# [PAGE EXTRACT]
════════════════

By the time she was 10, Megan Lee Hardgrave's trancelike epileptic seizures, which she called "the stares," were gaining strength. She would watch her parents' faces darken into purple or blue blobs, or freeze while gazing at the blackboard in school or get lost inside her family's church.
Powerful medicines left the Carrollton, Texas, girl sick and emaciated. But even an arsenal of drugs failed to halt the seizures, which struck as often as once an hour. In November 1988, she came to Johns Hopkins Hospital in Baltimore for tests to determine whether a risky operation to remove half of her brain would help.
Doctors decided it would not. So they offered her parents an alternative, a weird diet loaded with fatty foods such as mayonnaise, butter and bacon -- the ketogenic diet.
The Hardgraves were baffled.
"We came up here for brain surgery, and you suggest a diet? Are you serious?" said David Hardgrave, a manager with a Dallas engineering firm.
Doctors have used the ketogenic diet to treat seizures, essentially fierce electrical gales in the brain, for more than 70 years. But its use has declined over the past half-century with the development of modern drugs and surgical techniques. Many neurologists now regard it as a relic of a less sophisticated age -- difficult to follow, often ineffective and, at best, a last resort.
Hopkins, though, retains a stubborn faith in the diet, using it to treat 15 to 20 children a year with what doctors there say is remarkable success.
Dr. John M. Freeman, director of the pediatric epilepsy unit at Hopkins' Children Center, and several of his colleagues last year published a study showing the diet stopped or significantly reduced seizures in more than two-thirds of their patients.
The study, though, was a review of past cases and not the type of controlled trial researchers consider the best test of a treatment.
Other doctors, Hopkins neurologists say, should be more willing to prescribe the diet because it carries neither the mind-fogging side effects of many medicines nor the perils of surgery.
Four years ago, when Dr. Freeman and Dr. Eileen P. G. Vining recommended the diet to Megan's parents, they warned that it required a lot of work, will power and a two-year commitment.
The diet permits only a sprinkling of protein and carbohydrates. Sugar and starch, including staples such as bread and potatoes, are forbidden. Each portion of every meal must be planned in advance and weighed to the gram.

════════════════

[Stored items]
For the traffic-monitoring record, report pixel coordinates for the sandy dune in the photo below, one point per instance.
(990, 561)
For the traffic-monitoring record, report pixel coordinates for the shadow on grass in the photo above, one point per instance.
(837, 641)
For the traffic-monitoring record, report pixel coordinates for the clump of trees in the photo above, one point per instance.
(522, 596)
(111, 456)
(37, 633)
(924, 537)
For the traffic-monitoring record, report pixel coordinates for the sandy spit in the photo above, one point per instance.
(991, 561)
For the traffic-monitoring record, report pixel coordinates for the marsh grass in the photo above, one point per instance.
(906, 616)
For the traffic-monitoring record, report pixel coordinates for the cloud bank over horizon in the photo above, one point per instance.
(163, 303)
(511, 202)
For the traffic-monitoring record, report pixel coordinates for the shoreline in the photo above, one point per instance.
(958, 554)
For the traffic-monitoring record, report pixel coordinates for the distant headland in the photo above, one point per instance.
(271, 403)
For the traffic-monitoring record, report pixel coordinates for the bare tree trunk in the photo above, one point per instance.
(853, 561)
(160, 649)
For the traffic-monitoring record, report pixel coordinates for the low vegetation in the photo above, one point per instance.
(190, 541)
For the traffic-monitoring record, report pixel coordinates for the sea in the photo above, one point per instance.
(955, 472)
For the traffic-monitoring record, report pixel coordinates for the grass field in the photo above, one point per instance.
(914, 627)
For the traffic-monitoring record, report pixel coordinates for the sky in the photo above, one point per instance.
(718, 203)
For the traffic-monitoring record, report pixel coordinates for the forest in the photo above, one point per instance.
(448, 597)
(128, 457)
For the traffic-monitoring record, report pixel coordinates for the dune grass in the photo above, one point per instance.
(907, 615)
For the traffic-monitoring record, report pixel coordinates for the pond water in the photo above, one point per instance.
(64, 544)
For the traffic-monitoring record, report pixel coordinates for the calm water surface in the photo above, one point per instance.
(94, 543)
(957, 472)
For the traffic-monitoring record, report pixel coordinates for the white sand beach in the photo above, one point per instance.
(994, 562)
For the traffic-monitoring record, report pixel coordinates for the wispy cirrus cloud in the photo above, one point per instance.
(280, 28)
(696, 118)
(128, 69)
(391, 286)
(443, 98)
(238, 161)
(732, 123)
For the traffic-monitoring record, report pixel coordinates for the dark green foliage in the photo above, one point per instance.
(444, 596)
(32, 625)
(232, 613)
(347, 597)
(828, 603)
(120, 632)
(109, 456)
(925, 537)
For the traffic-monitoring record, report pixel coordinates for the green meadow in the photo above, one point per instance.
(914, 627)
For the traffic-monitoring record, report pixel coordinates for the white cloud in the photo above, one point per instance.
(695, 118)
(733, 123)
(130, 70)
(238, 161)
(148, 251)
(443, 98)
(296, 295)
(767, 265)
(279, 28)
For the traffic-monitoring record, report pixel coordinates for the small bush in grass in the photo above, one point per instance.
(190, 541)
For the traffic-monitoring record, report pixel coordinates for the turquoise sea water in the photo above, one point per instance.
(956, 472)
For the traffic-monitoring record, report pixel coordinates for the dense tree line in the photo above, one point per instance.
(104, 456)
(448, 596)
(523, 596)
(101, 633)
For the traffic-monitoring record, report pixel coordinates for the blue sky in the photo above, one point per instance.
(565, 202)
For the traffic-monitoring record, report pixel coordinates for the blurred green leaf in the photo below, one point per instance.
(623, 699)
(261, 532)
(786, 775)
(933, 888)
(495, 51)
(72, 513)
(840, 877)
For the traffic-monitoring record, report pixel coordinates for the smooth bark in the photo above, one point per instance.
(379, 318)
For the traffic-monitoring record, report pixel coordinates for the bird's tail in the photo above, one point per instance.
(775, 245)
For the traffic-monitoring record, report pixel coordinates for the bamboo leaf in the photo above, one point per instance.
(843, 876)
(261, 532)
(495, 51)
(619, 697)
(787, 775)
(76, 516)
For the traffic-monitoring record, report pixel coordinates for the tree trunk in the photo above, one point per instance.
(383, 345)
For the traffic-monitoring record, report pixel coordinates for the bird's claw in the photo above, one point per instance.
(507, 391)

════════════════

# [EXERCISE DIRECTIONS]
According to the article on the ketogenic diet, how long a commitment did the doctors say the diet required? The stored lines are separate material with no connection to the article.

# [SOLUTION TO THE EXERCISE]
Two years.